◆ Direction A:
Copy the part of the records that begins with the line containing "yard --coords pixels" and ends with the line containing "[(0, 697), (1091, 698), (1091, 608), (919, 581), (0, 591)]", including both of those lines.

◆ Selected excerpt:
In accordance with the Company's announcement on 2 September
2022, the Investment Manager has been paid a management fee by the
Investment Partnership for the period through to 31 December 2023
in respect of the Investment Partnership's assets (including for
these purposes the investments made by the Investment Partnership
in Ferguson plc and Unilever plc prior to the in specie
distribution of the FERG Shares and the ULVR Shares to the
Company).
No compensation is otherwise payable in connection with the
termination of the existing arrangements with any service
providers.
4. Dealings, settlement and cancellation of listing
The Register will be closed at the close of business on 25 April
2023, and to be valid, all transfers must be lodged before that
time. The last day of trading in the Shares on the Specialist Fund
Segment for normal delivery (in order to enable settlement prior to
the Record Date) will be 21 April 2023. As from 21 April 2023,
dealings will be for cash settlement only and registered in the
normal way if the transfer, accompanied by documents of title, is
received by the Registrar by 5.00 p.m. on 24 April 2023. The Record
Date, being the date for determining which Shareholders have
entitlements under the Proposals, is the close of business on 25
April 2023. Transfers received by the Registrar after 5.00 p.m. on
25 April 2023 will be returned to the person lodging them.
Dealings in the Shares on the London Stock Exchange will be
suspended at 7.30 a.m. on 26 April 2023 and the listing on the
Specialist Fund Segment will also be suspended. Subject to the
Resolution being passed, the listing of the Shares on the
Specialist Fund Segment will be cancelled at 8.00 a.m. on 27 April
2023.
After the Voluntary Liquidation and the making of the final
distribution to Shareholders (if any), any existing credit of the
Shares in any stock account in CREST will be redundant.
Shareholders should be aware that, if the Resolution is
approved, the Company will be placed into Voluntary Liquidation and
the listing of the Shares on the Specialist Fund Segment will be
cancelled. Accordingly, the Shares will cease to be tradeable and
their only value will be the Shareholders' entitlement to receive
any liquidation distributions described above.

(Items from a dataset)
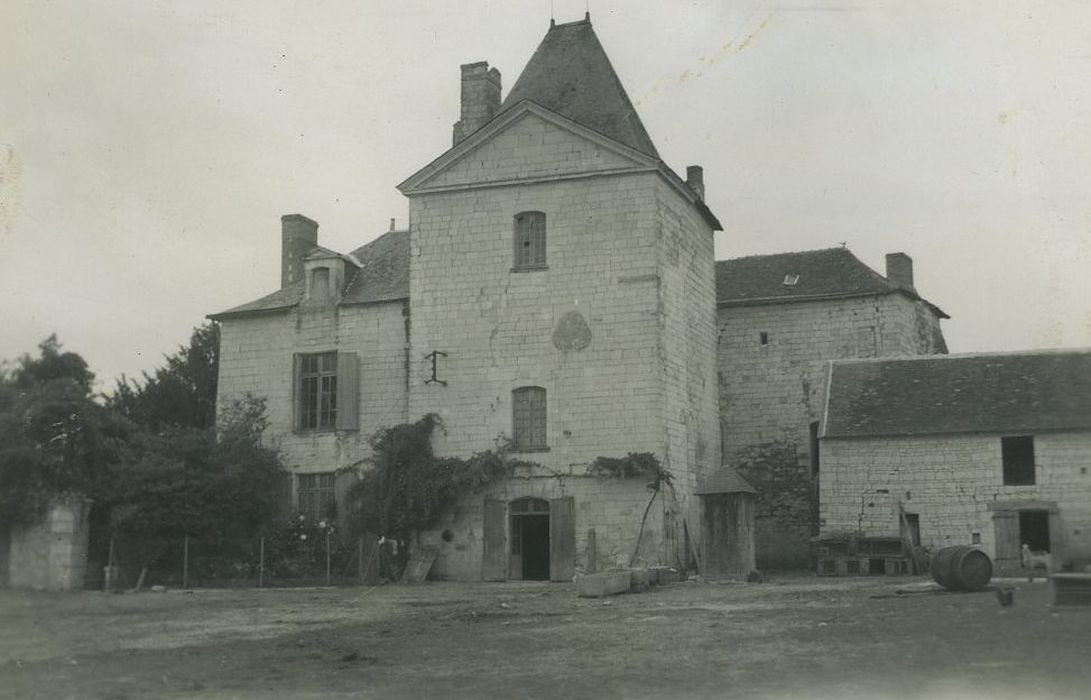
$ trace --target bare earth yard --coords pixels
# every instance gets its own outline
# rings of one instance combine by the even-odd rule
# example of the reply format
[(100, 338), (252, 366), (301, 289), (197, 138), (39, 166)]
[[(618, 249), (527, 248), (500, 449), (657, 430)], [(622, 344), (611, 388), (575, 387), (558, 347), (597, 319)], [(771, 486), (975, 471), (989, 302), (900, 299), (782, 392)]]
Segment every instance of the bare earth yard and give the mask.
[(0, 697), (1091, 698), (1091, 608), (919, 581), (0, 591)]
...
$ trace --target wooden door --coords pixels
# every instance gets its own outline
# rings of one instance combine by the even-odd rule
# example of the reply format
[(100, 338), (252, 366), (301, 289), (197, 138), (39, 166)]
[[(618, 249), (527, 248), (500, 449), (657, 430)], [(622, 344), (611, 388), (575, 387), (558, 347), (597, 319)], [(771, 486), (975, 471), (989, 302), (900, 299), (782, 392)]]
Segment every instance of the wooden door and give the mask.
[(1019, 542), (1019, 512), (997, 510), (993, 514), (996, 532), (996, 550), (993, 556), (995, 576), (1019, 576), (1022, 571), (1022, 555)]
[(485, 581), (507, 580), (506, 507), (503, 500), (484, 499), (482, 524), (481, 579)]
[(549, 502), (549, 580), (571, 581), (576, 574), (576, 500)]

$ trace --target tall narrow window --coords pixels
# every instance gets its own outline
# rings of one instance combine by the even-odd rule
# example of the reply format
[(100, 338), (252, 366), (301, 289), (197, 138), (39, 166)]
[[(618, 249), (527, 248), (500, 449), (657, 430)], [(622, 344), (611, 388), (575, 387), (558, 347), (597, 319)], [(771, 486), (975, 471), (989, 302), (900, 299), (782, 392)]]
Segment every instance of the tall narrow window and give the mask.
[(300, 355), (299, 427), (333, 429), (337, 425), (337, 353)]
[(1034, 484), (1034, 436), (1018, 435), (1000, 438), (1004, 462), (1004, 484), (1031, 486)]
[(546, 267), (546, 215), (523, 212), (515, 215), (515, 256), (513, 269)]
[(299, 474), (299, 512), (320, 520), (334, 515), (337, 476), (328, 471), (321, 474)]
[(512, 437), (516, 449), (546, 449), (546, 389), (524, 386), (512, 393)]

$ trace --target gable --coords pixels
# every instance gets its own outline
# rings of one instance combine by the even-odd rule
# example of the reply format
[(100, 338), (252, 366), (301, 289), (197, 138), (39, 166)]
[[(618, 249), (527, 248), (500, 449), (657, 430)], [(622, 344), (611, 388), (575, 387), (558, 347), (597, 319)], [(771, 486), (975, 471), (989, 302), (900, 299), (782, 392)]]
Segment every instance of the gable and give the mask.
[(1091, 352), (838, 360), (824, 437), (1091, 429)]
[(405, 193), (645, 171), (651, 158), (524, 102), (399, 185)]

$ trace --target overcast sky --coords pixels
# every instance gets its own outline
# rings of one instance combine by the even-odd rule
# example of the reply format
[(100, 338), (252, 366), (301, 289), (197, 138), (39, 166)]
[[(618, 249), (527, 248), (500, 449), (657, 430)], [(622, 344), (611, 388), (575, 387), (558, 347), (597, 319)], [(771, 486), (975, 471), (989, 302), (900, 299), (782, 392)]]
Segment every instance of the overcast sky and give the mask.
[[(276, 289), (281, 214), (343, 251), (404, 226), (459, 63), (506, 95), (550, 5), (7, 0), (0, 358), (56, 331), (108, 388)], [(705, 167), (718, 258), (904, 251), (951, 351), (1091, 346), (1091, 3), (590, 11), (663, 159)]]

◆ Direction B:
In the excerpt on dealings and cancellation of listing, when will the listing of the Shares on the Specialist Fund Segment be cancelled if the Resolution is passed?

◆ Exercise answer A:
$ trace --target bare earth yard --coords pixels
# every instance gets its own outline
# rings of one instance combine by the even-odd rule
# example of the reply format
[(100, 338), (252, 366), (301, 289), (197, 138), (39, 166)]
[[(618, 249), (527, 248), (500, 449), (657, 430)], [(622, 344), (611, 388), (575, 387), (558, 347), (597, 319)], [(771, 486), (975, 471), (989, 302), (900, 299), (782, 392)]]
Segment every instance of the bare earth yard and give the mask.
[(0, 697), (1091, 698), (1091, 608), (919, 581), (0, 591)]

◆ Exercise answer B:
At 8.00 a.m. on 27 April 2023.